* Problem description *
From the records below, pick out and copy every line that contains the string "window", treating uppercase and lowercase letters as different.

* Some records *
--- BEGIN ---
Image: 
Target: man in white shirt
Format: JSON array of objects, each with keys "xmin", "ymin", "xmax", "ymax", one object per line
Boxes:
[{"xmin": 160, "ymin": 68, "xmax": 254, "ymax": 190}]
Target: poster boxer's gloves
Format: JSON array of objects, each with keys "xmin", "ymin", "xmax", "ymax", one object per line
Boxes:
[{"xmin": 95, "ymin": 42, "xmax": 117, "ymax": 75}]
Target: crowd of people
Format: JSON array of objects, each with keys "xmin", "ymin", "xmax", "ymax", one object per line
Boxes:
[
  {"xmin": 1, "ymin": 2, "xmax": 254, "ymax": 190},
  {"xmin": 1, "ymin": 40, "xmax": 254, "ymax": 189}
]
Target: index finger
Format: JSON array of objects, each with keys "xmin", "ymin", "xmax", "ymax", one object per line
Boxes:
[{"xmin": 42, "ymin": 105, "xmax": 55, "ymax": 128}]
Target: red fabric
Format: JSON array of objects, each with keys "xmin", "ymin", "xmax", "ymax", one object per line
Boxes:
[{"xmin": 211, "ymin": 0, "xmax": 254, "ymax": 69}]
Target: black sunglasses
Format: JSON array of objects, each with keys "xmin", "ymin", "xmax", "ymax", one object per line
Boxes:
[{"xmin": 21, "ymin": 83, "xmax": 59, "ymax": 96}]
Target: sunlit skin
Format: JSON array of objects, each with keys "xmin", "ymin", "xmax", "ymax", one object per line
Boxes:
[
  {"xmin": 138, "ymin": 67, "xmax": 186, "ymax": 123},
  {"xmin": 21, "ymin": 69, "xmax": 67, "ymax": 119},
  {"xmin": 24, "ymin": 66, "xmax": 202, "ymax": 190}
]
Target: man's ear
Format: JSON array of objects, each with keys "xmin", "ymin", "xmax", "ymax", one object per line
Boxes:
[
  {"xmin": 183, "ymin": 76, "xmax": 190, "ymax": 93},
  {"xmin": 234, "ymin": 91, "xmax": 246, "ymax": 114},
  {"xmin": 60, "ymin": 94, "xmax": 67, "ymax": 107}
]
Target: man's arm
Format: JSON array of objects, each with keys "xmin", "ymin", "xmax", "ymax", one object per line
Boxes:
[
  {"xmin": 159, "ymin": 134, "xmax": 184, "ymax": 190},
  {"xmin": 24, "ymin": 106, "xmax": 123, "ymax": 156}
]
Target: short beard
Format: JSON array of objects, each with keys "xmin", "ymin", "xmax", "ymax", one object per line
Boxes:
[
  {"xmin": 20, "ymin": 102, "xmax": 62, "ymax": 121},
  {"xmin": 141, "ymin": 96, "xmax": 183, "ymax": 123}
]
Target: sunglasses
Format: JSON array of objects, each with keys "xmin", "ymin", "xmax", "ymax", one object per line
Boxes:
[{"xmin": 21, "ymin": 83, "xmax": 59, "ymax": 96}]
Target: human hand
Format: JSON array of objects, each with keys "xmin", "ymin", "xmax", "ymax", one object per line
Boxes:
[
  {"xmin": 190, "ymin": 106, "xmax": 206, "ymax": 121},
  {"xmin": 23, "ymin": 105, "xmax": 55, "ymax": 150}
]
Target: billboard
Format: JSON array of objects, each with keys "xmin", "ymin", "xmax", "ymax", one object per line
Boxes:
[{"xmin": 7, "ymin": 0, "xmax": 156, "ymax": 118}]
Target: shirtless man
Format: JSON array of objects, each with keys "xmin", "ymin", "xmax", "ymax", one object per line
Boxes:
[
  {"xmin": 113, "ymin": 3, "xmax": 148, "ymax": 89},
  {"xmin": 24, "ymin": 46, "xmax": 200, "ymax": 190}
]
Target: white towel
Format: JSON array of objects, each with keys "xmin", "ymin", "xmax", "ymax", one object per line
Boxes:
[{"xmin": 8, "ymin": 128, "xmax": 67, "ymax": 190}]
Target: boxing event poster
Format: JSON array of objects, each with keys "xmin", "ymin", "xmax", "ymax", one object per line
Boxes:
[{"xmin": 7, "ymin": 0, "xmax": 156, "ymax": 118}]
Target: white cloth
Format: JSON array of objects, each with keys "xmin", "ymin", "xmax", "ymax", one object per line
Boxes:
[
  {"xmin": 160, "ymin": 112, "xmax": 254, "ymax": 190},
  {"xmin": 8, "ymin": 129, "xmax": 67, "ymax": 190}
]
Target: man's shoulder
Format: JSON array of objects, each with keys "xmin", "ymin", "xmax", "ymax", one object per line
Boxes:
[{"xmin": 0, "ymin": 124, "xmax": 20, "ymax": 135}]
--- END ---
--- BEGIN ---
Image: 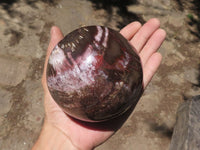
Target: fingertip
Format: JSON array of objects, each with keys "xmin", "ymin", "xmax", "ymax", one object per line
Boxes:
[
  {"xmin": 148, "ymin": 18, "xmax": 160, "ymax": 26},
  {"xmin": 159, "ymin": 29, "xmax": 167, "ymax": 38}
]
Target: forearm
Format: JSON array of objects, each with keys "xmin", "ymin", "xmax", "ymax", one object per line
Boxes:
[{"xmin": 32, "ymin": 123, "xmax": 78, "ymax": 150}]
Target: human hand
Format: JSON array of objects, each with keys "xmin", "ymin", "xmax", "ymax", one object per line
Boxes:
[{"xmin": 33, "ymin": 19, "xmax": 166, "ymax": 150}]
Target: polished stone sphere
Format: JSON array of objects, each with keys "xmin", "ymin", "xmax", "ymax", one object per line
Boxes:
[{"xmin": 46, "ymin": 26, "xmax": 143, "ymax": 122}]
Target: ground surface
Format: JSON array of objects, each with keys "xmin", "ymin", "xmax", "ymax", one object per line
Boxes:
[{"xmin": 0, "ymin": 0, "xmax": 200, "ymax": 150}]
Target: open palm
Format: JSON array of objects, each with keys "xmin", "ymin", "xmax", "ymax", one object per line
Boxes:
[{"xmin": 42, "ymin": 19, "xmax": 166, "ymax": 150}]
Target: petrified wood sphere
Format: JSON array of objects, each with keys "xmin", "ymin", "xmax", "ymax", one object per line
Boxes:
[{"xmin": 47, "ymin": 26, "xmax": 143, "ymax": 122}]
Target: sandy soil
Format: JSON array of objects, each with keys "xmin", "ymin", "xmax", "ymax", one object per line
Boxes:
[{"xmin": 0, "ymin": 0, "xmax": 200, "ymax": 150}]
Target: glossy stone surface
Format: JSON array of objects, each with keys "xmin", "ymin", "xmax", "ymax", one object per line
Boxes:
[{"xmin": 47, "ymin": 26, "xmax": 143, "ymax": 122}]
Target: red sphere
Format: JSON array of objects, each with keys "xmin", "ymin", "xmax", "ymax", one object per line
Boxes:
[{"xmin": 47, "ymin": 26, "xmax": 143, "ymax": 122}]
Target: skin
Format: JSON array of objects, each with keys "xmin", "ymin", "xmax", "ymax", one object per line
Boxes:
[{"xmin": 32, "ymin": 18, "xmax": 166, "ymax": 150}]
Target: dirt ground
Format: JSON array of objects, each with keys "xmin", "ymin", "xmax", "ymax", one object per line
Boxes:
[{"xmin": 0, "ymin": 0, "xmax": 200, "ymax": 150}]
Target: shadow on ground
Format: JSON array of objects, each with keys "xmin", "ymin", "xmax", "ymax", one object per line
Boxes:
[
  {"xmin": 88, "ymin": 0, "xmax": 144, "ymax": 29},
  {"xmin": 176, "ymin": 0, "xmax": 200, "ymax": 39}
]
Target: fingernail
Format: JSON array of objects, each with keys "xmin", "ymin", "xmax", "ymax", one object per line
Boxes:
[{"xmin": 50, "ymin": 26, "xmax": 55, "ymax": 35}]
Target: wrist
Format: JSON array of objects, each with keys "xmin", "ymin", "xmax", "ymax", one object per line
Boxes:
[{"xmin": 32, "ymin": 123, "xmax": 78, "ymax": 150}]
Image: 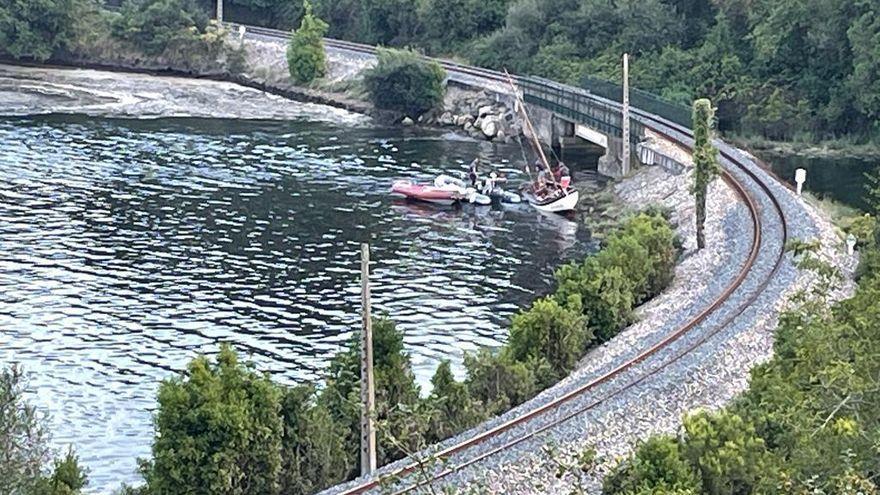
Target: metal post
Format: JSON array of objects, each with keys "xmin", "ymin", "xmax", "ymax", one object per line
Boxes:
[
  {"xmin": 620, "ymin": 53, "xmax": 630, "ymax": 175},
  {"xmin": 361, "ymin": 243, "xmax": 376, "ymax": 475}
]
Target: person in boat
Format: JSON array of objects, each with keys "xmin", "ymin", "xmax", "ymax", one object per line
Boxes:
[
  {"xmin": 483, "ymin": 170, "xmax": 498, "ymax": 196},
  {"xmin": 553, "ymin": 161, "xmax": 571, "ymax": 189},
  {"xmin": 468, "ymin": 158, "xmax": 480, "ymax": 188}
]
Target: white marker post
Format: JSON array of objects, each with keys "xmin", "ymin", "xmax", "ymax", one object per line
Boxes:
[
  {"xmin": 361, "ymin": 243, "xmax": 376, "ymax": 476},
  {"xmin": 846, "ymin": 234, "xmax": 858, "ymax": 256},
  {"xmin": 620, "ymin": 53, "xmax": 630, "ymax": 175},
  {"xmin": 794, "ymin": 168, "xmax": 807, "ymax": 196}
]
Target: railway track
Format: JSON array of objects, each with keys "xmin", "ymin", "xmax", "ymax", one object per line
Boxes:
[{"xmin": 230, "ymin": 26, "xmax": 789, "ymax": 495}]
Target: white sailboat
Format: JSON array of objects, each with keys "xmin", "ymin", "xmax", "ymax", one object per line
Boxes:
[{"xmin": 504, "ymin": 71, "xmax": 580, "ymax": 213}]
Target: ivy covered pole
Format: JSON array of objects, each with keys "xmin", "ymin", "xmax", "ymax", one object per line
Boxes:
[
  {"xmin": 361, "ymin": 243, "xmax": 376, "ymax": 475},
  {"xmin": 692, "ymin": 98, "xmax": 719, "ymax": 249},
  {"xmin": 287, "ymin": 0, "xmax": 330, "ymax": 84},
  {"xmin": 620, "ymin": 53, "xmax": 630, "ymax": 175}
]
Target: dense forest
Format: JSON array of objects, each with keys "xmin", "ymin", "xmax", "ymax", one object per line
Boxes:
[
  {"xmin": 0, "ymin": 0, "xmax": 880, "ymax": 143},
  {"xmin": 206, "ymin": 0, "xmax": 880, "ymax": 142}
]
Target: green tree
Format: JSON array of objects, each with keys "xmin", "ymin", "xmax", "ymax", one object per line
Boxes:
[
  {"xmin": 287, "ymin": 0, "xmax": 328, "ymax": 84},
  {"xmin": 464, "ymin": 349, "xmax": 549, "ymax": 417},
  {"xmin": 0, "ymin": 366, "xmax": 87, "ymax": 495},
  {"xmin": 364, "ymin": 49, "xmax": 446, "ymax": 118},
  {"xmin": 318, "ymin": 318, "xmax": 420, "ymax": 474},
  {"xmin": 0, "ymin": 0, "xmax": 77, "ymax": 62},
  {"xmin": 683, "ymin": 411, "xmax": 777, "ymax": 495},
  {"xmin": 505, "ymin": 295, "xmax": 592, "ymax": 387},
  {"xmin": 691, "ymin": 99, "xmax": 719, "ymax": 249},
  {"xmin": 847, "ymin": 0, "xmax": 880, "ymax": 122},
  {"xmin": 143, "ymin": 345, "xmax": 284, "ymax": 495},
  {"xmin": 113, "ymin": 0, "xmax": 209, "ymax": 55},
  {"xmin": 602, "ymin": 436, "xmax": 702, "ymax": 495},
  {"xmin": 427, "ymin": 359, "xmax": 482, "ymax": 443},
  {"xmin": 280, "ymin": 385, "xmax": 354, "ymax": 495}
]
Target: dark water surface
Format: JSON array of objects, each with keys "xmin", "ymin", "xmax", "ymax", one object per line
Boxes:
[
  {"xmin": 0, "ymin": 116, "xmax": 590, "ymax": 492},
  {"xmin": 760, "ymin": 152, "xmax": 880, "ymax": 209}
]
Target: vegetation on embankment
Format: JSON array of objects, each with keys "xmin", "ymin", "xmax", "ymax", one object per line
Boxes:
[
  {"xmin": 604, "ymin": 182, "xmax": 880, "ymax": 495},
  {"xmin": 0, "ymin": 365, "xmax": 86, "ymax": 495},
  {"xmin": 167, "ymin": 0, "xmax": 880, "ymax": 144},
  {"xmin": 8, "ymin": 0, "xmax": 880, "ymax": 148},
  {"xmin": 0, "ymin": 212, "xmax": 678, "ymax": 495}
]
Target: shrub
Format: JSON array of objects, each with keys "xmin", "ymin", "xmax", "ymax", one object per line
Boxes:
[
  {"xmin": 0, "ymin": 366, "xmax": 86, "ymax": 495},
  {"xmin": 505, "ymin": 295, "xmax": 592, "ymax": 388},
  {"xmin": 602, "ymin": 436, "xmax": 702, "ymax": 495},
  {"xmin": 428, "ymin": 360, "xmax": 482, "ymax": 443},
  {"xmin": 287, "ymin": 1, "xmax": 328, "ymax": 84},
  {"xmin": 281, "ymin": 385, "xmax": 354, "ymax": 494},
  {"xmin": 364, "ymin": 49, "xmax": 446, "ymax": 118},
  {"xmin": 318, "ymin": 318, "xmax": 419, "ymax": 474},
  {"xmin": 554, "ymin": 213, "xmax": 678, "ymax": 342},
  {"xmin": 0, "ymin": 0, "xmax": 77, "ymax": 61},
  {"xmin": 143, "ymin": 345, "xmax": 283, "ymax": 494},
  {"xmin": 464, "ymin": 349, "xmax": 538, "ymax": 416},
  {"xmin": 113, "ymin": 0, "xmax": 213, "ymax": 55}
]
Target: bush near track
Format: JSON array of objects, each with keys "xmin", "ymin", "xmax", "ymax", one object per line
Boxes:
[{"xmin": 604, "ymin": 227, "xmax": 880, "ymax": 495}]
--- END ---
--- BEGIN ---
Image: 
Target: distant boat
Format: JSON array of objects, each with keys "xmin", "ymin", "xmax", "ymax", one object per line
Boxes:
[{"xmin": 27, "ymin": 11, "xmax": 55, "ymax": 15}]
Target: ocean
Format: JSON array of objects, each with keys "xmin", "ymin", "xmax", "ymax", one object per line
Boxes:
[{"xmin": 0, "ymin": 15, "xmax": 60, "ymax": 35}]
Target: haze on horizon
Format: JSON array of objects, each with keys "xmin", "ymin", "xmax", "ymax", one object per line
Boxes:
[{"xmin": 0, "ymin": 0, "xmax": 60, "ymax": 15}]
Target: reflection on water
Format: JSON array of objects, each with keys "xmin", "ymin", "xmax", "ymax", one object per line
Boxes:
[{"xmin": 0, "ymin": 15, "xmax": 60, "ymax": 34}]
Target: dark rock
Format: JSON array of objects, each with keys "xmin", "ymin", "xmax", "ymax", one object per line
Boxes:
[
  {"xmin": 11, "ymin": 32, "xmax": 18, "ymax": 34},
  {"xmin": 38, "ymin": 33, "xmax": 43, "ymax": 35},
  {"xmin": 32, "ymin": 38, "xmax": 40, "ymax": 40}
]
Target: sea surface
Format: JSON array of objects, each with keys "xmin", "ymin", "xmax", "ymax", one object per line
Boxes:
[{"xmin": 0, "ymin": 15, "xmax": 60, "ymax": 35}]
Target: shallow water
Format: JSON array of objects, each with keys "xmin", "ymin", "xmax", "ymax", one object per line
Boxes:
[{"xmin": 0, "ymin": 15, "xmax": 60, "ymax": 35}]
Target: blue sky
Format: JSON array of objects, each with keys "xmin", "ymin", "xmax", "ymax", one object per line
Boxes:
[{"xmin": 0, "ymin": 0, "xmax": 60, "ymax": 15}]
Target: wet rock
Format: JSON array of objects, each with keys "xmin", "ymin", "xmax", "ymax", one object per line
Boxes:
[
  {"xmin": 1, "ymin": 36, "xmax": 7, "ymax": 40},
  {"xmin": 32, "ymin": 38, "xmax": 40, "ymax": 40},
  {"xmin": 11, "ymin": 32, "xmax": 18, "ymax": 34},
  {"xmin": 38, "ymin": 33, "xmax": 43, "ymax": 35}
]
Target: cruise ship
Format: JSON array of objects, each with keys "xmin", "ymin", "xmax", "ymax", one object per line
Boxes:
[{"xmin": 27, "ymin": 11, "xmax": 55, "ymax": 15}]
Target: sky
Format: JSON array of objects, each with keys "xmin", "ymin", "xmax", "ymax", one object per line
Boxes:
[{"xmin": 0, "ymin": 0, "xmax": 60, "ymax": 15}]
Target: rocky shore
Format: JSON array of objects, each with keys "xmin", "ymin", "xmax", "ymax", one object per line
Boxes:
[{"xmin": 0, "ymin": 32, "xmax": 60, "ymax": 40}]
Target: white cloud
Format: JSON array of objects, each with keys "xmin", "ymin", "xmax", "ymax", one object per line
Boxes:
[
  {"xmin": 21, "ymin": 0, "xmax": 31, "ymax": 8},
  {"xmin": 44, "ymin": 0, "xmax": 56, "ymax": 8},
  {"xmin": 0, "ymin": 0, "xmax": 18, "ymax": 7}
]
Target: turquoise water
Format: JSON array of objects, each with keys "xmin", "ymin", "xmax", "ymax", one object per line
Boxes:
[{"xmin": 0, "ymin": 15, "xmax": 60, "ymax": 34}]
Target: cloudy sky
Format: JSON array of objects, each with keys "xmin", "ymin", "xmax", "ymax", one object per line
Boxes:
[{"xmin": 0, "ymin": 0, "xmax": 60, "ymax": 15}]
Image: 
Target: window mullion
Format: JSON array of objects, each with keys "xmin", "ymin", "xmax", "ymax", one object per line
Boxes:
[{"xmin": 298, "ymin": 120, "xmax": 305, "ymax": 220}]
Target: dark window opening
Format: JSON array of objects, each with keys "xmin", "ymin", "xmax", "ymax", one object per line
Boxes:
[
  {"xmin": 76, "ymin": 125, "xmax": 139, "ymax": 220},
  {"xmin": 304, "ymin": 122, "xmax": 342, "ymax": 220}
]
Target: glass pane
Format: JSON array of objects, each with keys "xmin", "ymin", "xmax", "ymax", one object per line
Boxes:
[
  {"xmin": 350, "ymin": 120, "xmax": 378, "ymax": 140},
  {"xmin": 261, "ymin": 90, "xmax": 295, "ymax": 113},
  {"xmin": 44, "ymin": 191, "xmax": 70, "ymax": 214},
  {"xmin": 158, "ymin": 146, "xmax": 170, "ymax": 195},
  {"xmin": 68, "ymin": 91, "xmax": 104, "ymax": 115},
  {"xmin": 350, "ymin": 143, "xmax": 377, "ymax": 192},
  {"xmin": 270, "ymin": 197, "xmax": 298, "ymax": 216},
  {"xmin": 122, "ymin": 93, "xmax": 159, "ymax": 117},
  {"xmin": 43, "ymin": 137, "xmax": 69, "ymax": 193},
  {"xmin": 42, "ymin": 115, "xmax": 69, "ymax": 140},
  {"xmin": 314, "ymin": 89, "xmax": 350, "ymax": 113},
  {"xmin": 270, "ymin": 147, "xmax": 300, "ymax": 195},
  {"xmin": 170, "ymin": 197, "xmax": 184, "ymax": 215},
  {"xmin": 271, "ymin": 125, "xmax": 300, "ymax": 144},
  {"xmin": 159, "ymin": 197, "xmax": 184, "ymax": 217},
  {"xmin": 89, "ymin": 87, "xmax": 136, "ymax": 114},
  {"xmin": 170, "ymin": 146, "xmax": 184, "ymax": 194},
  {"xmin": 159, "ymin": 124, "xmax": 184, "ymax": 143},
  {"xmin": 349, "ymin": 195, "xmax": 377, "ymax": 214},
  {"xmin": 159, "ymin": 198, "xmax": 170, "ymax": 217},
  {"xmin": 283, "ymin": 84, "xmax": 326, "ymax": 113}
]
--- END ---
* Solution to the exercise *
Target: window mullion
Target: dark window opening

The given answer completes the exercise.